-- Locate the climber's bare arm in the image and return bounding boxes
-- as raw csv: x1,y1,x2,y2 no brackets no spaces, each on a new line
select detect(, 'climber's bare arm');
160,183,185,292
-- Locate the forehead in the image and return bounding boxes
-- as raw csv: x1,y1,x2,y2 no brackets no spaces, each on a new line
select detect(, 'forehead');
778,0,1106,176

◆ ◆ ◆ ◆ ◆ ◆ ◆

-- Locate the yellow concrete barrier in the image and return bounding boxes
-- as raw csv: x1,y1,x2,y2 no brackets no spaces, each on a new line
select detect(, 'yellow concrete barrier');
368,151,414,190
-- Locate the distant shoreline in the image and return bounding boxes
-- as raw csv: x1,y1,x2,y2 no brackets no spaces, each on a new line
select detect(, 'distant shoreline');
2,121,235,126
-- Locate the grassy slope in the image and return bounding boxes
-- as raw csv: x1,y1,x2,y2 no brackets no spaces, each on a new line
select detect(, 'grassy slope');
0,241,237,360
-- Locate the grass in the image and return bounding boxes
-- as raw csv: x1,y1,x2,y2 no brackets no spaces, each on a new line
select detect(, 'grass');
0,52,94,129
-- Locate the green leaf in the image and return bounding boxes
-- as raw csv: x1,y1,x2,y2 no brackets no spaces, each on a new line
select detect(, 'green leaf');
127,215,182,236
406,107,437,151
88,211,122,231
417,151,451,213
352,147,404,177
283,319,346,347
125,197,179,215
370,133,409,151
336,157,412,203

◆ ◆ ◆ ◆ ◆ ◆ ◆

DO THIS — Give everything above from the line containing "-- Locate the distant" down to the line containing "0,241,237,360", both included, as a JSON list of strings with one string per line, blank lines left out.

WRITTEN SOLUTION —
[
  "-- Locate the distant shoreline in the image and return bounding boxes",
  "-- as raw csv: x1,y1,x2,y2 no brackets no spaces, each on a new line",
  "select detect(, 'distant shoreline');",
  "2,121,235,126",
  "-- Locate the grassy slope in the image and return bounding boxes",
  "-- as raw csv: x1,y1,x2,y2 no brackets no spaces, each on a new line",
  "select detect(, 'grassy slope');",
  "0,241,237,360"
]